- Task brief -
Which lines in the records below mention the word "blue"? Copy each one out.

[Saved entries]
★ ★ ★ ★ ★ ★ ★

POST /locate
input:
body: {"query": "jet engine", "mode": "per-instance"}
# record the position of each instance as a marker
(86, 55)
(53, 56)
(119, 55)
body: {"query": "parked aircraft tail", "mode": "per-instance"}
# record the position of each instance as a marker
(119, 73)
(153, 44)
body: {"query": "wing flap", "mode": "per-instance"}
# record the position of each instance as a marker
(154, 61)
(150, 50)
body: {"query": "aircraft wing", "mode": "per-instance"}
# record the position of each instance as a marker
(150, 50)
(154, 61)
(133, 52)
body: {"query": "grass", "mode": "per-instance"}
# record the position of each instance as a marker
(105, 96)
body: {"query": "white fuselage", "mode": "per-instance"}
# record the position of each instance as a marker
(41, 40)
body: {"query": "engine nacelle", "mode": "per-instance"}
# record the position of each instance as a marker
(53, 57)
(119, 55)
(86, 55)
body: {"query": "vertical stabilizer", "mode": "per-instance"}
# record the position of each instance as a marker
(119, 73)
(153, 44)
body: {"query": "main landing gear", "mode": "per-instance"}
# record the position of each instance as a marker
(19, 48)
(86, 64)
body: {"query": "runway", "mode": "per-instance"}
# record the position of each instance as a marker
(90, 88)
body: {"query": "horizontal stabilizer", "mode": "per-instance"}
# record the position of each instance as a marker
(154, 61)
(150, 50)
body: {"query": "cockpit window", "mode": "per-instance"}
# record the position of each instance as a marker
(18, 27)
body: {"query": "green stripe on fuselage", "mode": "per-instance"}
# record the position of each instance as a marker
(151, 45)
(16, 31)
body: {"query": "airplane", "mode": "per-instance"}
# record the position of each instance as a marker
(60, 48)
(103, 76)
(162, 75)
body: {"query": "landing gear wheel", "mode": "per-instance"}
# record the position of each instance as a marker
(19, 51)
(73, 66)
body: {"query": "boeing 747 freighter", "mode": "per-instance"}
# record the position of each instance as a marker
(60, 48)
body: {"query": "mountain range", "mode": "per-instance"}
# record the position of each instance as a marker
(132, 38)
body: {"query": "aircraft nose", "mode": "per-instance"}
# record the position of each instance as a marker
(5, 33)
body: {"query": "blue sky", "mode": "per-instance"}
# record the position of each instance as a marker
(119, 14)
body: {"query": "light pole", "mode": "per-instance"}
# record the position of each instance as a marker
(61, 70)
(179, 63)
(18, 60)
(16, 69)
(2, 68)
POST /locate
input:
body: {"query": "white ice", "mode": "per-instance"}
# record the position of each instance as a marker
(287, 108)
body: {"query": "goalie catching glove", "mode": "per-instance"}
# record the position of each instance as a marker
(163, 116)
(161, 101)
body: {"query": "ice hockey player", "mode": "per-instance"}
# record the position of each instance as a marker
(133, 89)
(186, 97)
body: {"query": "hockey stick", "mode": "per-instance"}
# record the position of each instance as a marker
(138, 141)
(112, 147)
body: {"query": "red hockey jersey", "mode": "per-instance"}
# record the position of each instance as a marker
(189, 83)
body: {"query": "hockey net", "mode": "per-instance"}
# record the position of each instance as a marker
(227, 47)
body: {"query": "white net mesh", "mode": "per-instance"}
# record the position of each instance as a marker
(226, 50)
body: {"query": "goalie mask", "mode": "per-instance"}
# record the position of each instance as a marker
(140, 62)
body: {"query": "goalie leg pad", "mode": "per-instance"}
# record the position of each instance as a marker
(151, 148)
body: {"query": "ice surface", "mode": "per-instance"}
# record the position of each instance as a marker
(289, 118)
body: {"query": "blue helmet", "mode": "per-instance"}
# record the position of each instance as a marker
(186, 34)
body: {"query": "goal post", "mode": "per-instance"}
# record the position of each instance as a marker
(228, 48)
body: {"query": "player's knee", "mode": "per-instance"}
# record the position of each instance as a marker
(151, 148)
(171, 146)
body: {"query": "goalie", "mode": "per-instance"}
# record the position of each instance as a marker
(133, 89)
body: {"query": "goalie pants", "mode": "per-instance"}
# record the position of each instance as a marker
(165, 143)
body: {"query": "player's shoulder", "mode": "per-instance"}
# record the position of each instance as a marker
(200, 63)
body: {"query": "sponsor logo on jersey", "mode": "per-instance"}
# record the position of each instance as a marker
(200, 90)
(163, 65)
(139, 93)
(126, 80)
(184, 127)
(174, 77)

★ ★ ★ ★ ★ ★ ★

- Answer to the exercise -
body: {"query": "blue sky", "mode": "per-instance"}
body: {"query": "blue helmet", "mode": "per-instance"}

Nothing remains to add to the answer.